3ème
Semaine de Pâques - Lundi 2014
Après
la multiplication des pains, dans son appétit de nourriture terrestre, la foule
recherche Jésus pour quémander de sa part un nouveau miracle ! Naturellement ! C'est
quand même facile et agréable de recevoir du pain en abondance et sans travail.
Notre Seigneur semble ne pas avoir répondu à leur sollicitation, alors que le
contexte social de son époque - il faut le souligner - provoquait une grande
pauvreté dans le peuple !
N'avons-nous
pas, parfois, nous, gens d'église (religieux et clergé confondus), cette même
appétence pour recevoir gratuitement de la bonté des chrétiens qui cherchent à
agir "au nom du Christ" ?
Je
suis toujours resté interrogatif sur ce sujet depuis mon enfance. Non loin de
chez mes parents, il y avait un monastère de clarisses. Et les Sœurs de
l'extérieur allaient régulièrement de maison en maison quêter pour les
"pauvres Clarisses" (comme l'on disait) de quoi vivre, subsister ! Ma mère donnait
très modestement ; elle ne pouvait faire autrement. Les Sœurs quêteuses
remerciaient avec la formule habituelle : "Dieu
vous le rendra" ! Et la porte fermée, ma mère m'expliquait : "elles prient pour nous ; c'est
notre devoir de les aider !". Raisonnement qui pouvait être compris
en terre chrétienne !

**EXTRAIT DES DONNÉES**
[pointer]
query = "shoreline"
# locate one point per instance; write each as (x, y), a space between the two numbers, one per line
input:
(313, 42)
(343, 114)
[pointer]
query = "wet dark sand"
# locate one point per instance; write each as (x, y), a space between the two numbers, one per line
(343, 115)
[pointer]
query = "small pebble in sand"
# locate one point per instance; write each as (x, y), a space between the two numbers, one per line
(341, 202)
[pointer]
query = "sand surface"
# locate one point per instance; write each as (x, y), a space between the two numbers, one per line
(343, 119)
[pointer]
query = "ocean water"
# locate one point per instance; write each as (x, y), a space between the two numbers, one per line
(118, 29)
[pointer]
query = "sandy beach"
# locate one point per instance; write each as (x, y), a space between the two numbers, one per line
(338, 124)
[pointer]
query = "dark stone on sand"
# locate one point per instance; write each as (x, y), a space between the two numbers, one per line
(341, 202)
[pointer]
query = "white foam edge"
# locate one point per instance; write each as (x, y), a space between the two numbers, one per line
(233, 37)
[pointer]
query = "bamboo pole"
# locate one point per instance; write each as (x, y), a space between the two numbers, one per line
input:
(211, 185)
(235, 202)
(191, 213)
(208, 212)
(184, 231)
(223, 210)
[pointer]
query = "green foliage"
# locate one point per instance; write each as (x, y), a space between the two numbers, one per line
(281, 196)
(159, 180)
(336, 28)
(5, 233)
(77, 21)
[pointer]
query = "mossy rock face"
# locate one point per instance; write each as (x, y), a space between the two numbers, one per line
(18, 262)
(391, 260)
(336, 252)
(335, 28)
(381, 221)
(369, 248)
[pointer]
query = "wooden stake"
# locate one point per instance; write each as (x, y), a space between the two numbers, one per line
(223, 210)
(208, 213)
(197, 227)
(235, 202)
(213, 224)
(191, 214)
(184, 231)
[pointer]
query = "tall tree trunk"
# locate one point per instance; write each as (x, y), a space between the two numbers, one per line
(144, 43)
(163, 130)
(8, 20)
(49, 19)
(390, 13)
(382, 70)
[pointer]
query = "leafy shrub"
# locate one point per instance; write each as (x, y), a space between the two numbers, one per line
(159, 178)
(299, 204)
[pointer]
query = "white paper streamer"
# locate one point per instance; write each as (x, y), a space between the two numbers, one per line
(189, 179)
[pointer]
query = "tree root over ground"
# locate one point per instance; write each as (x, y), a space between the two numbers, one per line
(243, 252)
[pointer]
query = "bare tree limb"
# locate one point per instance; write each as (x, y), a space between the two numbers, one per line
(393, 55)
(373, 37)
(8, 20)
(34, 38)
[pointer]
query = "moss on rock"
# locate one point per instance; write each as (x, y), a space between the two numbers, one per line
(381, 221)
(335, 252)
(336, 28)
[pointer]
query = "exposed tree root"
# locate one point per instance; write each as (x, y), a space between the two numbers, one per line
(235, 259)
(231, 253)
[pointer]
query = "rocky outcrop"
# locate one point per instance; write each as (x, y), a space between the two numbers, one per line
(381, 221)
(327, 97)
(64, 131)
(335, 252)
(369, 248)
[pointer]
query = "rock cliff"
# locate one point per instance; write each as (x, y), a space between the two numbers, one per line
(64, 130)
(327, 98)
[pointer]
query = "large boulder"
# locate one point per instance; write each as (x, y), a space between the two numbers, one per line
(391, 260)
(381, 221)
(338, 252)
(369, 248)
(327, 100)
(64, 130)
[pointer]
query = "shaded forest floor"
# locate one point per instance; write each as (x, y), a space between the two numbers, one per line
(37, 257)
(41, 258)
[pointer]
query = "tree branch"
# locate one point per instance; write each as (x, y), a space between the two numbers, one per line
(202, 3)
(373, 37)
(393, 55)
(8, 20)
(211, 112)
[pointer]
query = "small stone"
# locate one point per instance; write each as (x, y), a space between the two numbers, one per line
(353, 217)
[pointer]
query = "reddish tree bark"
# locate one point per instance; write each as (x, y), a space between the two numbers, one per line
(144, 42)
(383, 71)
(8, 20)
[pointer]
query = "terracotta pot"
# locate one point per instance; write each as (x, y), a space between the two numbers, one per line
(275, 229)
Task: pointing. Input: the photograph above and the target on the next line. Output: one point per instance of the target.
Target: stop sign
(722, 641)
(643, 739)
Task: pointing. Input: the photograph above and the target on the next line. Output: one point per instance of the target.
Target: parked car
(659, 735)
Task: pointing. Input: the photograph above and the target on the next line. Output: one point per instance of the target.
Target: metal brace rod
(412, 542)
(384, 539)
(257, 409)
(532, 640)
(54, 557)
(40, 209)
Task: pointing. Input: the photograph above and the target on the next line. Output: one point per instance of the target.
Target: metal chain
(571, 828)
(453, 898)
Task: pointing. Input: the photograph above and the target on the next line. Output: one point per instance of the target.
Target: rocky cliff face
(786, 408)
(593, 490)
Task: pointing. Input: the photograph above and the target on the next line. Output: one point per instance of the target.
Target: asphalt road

**EXERCICES À TRAITER**
1. Dans le texte fourni, quelle formule les Sœurs quêteuses utilisaient-elles pour remercier ?
2. Citez le texte fourni de « Notre Seigneur semble » à « le peuple ! ».

**CORRIGÉS**
1. Elles remerciaient par la formule « Dieu vous le rendra ».

2.
Notre Seigneur semble ne pas avoir répondu à leur sollicitation, alors que le
contexte social de son époque - il faut le souligner - provoquait une grande
pauvreté dans le peuple !